** Opening DOCUMENT SECTION block **
Friday, October 21, 2011

Day Two - "Welcome to the Wine Industry"

In the morning, I received an e-mail saying that work would be pushed back two hours to noon, and this time I should be prepared to work. My work would begin in the way a typical harvest is begun: I had to help the winery prepare for the arrival of grapes. This meant I would do some pretty tedious work. When the grapes arrived, they would have to be removed from the stems and placed into fermentation bins, where they would sit and ferment for almost two weeks. So, I had to clean some fermentation bins!


Because good wine is difficult to produce and easy to screw up (and also because winemakers seem to be quite meticulous), cleaning and preparing the fermenters requires a careful approach. The grapes would sit in this bin for two or three weeks while fermenting. I was given close instruction as to how to wash the bins. First, I was to hose down the bins with cold water. Then, I would fill a bucket with Soda Ash (a high-PH base) and water, and I would scrub the entire bin with this soap-like substance. This would clean the bin of any bacteria that could harm the fermenting wine. After rinsing, the bin would require more work. In order to make sure any high-PH chemicals were not on the bin, I would then have to scrub the bin with a low-PH chemical, Citric Acid, with a little Sulfur Dioxide (SO2). This would offset any of the base left on the bin, while getting rid of any bacteria that could still be on the bins (apparently you can never be too careful when making wine...).
** Closing DOCUMENT SECTION block **
** Opening INFORMATION GIVEN block **
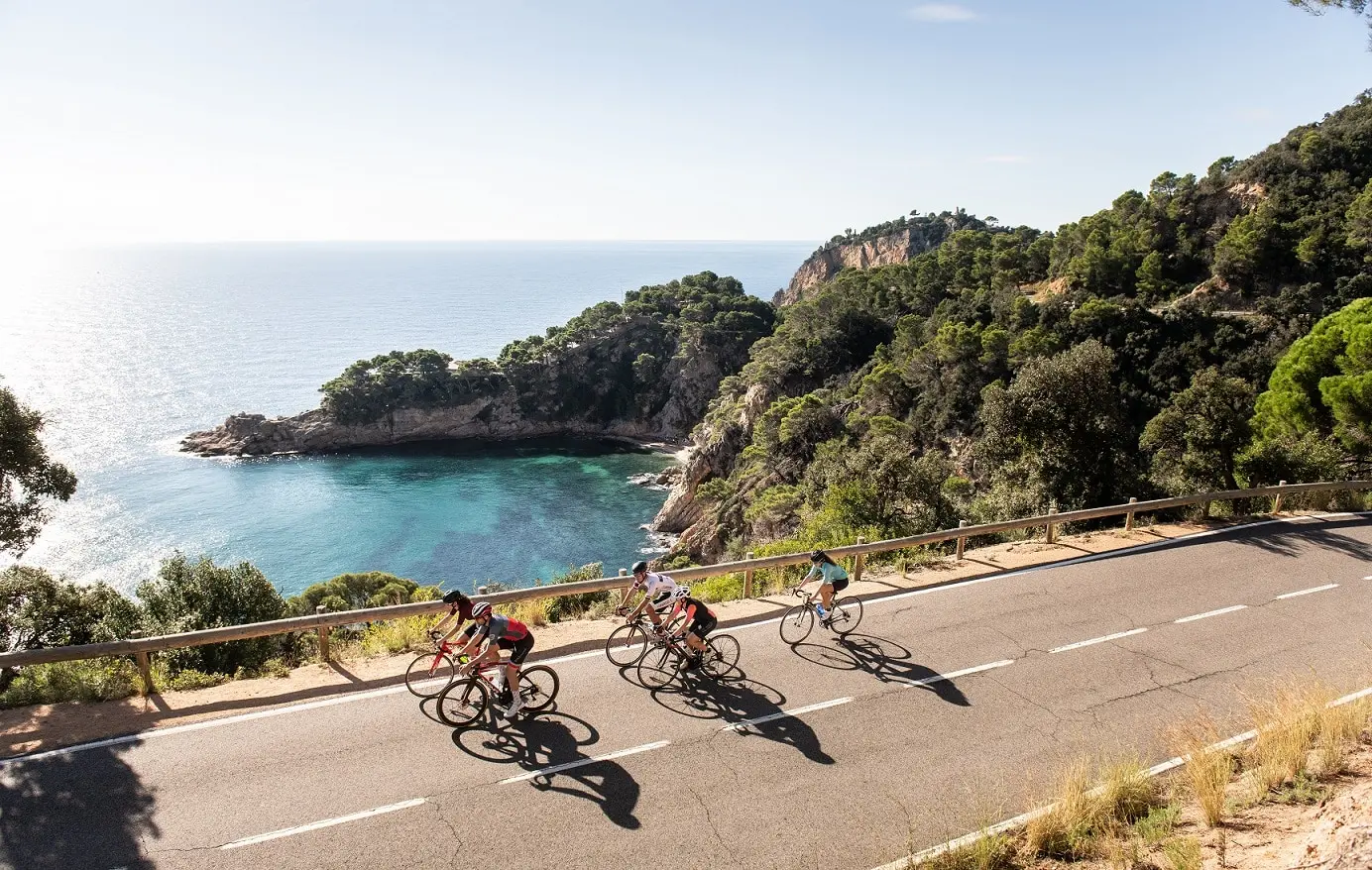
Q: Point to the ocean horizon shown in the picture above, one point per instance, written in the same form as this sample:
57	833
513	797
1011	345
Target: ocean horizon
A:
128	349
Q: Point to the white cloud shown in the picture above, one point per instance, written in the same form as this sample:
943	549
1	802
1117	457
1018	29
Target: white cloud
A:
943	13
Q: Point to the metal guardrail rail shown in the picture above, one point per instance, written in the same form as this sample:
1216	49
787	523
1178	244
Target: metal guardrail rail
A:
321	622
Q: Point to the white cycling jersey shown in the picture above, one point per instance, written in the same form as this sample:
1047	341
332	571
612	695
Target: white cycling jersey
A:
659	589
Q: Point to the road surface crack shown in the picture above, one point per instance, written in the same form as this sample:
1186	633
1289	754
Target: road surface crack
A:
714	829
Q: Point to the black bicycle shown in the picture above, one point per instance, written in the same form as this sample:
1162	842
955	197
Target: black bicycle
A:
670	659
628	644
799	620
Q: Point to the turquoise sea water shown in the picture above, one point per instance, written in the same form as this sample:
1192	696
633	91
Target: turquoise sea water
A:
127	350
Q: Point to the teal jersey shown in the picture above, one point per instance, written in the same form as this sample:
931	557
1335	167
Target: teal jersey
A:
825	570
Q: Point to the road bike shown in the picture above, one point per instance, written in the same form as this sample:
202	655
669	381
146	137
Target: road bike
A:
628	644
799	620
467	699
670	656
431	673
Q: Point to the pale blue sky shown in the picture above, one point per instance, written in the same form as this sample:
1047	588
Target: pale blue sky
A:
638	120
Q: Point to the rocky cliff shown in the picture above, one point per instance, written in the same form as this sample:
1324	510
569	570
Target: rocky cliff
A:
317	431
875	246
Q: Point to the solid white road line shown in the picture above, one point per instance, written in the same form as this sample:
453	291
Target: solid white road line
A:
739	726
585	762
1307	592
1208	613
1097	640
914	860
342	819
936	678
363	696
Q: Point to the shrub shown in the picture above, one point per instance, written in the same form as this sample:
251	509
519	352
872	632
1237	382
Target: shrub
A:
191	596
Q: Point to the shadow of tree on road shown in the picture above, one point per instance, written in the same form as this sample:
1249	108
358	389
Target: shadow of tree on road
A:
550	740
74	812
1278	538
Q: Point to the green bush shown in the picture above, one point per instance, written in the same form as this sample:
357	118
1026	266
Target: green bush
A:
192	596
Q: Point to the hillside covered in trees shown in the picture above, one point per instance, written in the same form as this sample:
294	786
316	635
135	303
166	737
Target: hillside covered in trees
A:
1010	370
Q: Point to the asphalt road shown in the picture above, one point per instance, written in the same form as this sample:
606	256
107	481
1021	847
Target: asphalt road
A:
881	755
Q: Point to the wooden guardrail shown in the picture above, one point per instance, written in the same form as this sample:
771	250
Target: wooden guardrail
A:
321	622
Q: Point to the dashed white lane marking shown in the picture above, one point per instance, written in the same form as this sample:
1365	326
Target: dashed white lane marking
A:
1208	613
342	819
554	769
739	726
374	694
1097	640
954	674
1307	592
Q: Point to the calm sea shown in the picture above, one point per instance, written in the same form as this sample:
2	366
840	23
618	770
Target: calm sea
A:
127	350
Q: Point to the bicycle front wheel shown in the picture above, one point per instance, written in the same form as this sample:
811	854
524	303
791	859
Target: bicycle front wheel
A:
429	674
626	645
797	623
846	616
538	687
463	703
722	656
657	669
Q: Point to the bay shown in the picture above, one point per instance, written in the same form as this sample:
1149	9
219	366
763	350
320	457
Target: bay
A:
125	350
** Closing INFORMATION GIVEN block **
◆ **WHAT TO WORK ON**
**A)** Answer these questions from the winery diary entry:
(i) To what time was the start of work moved?
(ii) What substance was mixed with water in the bucket for the first scrubbing of the bins?
(iii) What was added in a small amount to the Citric Acid?
**B)** Please copy the winery diary entry word for word, from "In the morning, I" to "some fermentation bins!".

◆ **SOLUTIONS IN ORDER**
**A)**
(i) Noon
(ii) Soda Ash
(iii) Sulfur Dioxide (SO2)

**B)**
In the morning, I received an e-mail saying that work would be pushed back two hours to noon, and this time I should be prepared to work. My work would begin in the way a typical harvest is begun: I had to help the winery prepare for the arrival of grapes. This meant I would do some pretty tedious work. When the grapes arrived, they would have to be removed from the stems and placed into fermentation bins, where they would sit and ferment for almost two weeks. So, I had to clean some fermentation bins!